● **EXCERPT TO READ**:
■ ■ ■ ■ ■ ■ ■
I think JT has mentioned various tools before from Joey, but this might be part of the equation for cutting small holes. 

https://www.facebook.com/JoeysTools


----------



## HondAudio (Oct 19, 2006)

req said:


> i would love to see a step by step kind of instructional for cutting perfect router holes - specifically for smaller drivers... the bigger ones are easier - but way messy hehe.


A Jasper Tools - Circle Guide Model-240 Circle Guide 673046002408 will cut diameters from 1 inch to 18 3/16 inches in 1/16 inch increments. That should cover pretty much any speaker you want to install


----------



## porscheman (Jan 1, 2012)

i really like this one much better.
Mobile Solutions Perfect Circle - Mobile Solutions - USA


----------



## jtaudioacc (Apr 6, 2010)
■ ■ ■ ■ ■ ■ ■
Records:
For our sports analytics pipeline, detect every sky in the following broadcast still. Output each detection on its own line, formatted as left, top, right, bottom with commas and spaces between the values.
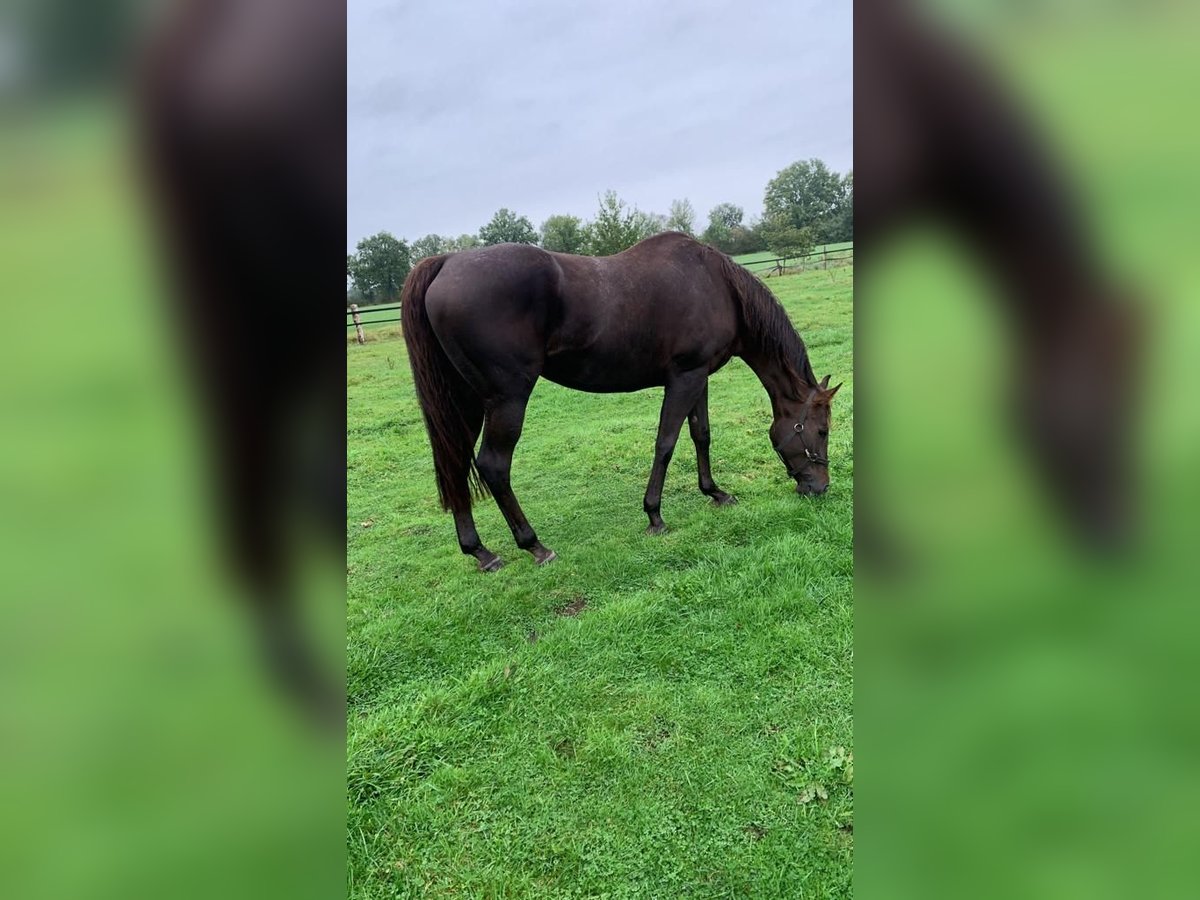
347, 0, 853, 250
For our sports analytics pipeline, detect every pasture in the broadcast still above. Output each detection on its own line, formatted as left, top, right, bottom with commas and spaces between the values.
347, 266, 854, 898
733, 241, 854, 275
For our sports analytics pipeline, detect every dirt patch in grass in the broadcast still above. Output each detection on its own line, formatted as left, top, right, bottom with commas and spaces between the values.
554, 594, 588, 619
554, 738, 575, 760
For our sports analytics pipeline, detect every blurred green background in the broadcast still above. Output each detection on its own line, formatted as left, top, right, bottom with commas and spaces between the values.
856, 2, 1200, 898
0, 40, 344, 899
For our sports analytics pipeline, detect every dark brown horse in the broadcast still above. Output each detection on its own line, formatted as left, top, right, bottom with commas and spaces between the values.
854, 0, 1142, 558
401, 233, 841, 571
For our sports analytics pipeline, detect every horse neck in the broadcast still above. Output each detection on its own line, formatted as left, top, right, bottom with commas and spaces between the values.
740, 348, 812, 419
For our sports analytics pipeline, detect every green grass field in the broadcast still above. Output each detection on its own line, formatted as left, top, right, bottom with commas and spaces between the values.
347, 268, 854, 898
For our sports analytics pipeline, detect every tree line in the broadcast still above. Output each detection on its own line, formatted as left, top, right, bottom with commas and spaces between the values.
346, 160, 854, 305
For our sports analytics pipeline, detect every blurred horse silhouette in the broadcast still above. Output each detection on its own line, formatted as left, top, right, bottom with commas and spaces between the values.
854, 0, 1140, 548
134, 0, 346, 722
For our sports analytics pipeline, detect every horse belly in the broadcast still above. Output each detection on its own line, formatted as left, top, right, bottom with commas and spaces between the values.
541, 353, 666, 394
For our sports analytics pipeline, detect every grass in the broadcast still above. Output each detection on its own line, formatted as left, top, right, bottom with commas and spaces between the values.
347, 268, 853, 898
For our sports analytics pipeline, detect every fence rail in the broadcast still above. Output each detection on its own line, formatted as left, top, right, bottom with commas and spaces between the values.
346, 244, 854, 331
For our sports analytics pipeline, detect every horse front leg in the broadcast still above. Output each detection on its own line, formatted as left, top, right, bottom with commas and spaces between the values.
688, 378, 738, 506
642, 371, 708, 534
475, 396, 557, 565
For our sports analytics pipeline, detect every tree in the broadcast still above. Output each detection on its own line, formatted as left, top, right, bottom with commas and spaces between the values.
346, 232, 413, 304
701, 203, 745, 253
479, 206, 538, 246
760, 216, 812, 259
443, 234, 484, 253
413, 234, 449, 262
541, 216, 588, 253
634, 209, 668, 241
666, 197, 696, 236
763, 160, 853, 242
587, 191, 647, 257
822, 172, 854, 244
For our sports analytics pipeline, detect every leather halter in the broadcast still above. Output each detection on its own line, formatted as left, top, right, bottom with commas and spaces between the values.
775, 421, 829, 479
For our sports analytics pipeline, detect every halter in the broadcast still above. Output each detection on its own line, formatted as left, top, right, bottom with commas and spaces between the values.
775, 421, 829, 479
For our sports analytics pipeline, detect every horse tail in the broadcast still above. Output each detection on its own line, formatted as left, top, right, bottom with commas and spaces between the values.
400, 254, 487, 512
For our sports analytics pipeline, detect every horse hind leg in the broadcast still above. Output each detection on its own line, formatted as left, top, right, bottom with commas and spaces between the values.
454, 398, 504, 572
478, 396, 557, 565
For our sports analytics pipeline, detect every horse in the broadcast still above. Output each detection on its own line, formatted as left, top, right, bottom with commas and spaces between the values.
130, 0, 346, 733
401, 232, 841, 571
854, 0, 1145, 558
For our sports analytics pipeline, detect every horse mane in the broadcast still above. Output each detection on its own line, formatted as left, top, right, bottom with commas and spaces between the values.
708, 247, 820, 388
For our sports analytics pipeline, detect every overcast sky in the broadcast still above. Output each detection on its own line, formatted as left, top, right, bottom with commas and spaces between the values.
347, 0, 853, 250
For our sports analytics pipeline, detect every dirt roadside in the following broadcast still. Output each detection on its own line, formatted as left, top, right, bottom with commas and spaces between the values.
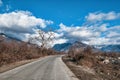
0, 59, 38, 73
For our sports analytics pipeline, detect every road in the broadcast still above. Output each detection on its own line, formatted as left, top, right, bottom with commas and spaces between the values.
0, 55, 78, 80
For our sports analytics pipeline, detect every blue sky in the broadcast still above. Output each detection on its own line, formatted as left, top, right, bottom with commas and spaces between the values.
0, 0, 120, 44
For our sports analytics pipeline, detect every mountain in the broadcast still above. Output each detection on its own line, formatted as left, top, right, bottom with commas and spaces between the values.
■ ■ ■ ■ ■ ■ ■
● **WHAT NEEDS TO BE DONE**: Write the next part of the forum thread on cutting speaker holes with a router, picking up right after its last line. The data have no connection to the forum thread on cutting speaker holes with a router.

● **RESPONSE TO THIS EXERCISE**:
*got some suede to redo my headliner. possibly some small modifications. definitely adding another dome light up front and maybe in back. nothing wrong with what i have now.*










*also got another dash top. will just recover with suede. no mods. i have another that i hacked all up. not sure if or when that will ever be completed. that one has the airbag removed.*


----------



## deeppinkdiver (Feb 4, 2011)

That dash and those pods on it the same material will look sick!!


----------



## jtaudioacc (Apr 6, 2010)

deeppinkdiver said:


> That dash and those pods on it the same material will look sick!!


i think so. i've stopped from doing it for years because i know that once the dash is done, the doors need to be, and so on. J0ey actually asked me why i didn't consider vinyl. my plan was always to suede the dash, and after looking at the whole dash pic, i did think it looked kind of out of place with just suede pods.

Mrs.Papasin's Smart Car flows so much nicer after I also covered her dash in the matching suede, so, I'm hoping for as similar outcome.


----------



## REGULARCAB (Sep 26, 2013)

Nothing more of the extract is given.